## Brief
Reproduce the items below, swapping every "localization" for "grounding" and leaving everything else unchanged.

(Extracted records)
........

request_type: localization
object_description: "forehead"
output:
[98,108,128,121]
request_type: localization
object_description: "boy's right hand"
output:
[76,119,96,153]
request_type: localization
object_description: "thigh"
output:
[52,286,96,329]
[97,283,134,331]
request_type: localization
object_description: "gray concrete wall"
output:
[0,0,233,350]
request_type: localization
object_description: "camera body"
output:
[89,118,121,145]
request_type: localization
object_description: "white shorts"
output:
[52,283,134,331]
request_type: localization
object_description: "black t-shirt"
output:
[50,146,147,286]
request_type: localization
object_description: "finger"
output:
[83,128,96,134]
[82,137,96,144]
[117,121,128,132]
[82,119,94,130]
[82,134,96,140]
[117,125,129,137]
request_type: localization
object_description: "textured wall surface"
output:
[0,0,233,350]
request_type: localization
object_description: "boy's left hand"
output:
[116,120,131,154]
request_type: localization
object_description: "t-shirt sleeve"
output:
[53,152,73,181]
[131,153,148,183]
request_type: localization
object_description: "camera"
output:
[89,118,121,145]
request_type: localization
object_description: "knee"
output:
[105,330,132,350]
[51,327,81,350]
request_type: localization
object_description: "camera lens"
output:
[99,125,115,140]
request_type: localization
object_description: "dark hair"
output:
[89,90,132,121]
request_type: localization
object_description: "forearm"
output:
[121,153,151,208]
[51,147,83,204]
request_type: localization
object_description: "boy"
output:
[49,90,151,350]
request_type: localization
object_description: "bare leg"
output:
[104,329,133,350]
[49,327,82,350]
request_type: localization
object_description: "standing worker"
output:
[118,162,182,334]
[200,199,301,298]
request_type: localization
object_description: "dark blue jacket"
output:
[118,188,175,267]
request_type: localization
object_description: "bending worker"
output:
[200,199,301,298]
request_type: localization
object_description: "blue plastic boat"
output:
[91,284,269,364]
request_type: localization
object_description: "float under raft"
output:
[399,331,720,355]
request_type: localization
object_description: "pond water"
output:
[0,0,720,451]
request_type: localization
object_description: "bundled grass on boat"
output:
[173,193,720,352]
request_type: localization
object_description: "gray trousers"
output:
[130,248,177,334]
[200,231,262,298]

........

## The answer
request_type: grounding
object_description: "forehead"
output:
[98,108,128,121]
request_type: grounding
object_description: "boy's right hand"
output:
[76,119,96,153]
request_type: grounding
object_description: "thigh"
output:
[52,286,96,329]
[97,283,134,331]
request_type: grounding
object_description: "gray concrete wall"
output:
[0,0,233,350]
request_type: grounding
object_description: "camera body"
output:
[89,118,121,145]
request_type: grounding
object_description: "white shorts"
output:
[52,283,134,331]
request_type: grounding
object_description: "black t-shirt"
output:
[50,146,147,286]
request_type: grounding
object_description: "finger"
output:
[83,128,96,134]
[82,137,96,144]
[117,121,128,132]
[82,119,94,130]
[82,134,96,140]
[117,125,129,137]
request_type: grounding
object_description: "textured wall surface"
output:
[0,0,233,350]
request_type: grounding
object_description: "boy's left hand"
output:
[116,120,131,154]
request_type: grounding
object_description: "t-shirt sleeve"
output:
[53,152,73,181]
[131,153,148,183]
request_type: grounding
object_description: "camera"
output:
[89,118,121,145]
request_type: grounding
object_description: "knee"
output:
[105,330,132,350]
[51,327,81,350]
request_type: grounding
object_description: "camera lens"
output:
[99,125,115,140]
request_type: grounding
object_description: "dark hair"
output:
[89,90,132,121]
request_type: grounding
object_description: "forearm"
output:
[121,153,151,208]
[51,147,83,204]
request_type: grounding
object_description: "boy"
output:
[49,90,151,350]
request_type: grounding
object_description: "bare leg"
output:
[104,329,133,350]
[49,327,82,350]
request_type: grounding
object_description: "standing worker"
output:
[118,162,182,334]
[200,199,301,298]
request_type: grounding
object_description: "dark blue jacket"
output:
[118,188,175,267]
request_type: grounding
object_description: "bending worker"
output:
[200,199,301,298]
request_type: grounding
object_description: "blue plastic boat"
output:
[91,284,269,364]
request_type: grounding
object_description: "float under raft"
output:
[399,331,720,355]
request_type: grounding
object_description: "pond water"
output:
[0,0,720,451]
request_type: grounding
object_description: "bundled grass on boat"
output:
[173,193,720,352]
request_type: grounding
object_description: "gray trousers"
output:
[130,248,177,334]
[200,231,262,298]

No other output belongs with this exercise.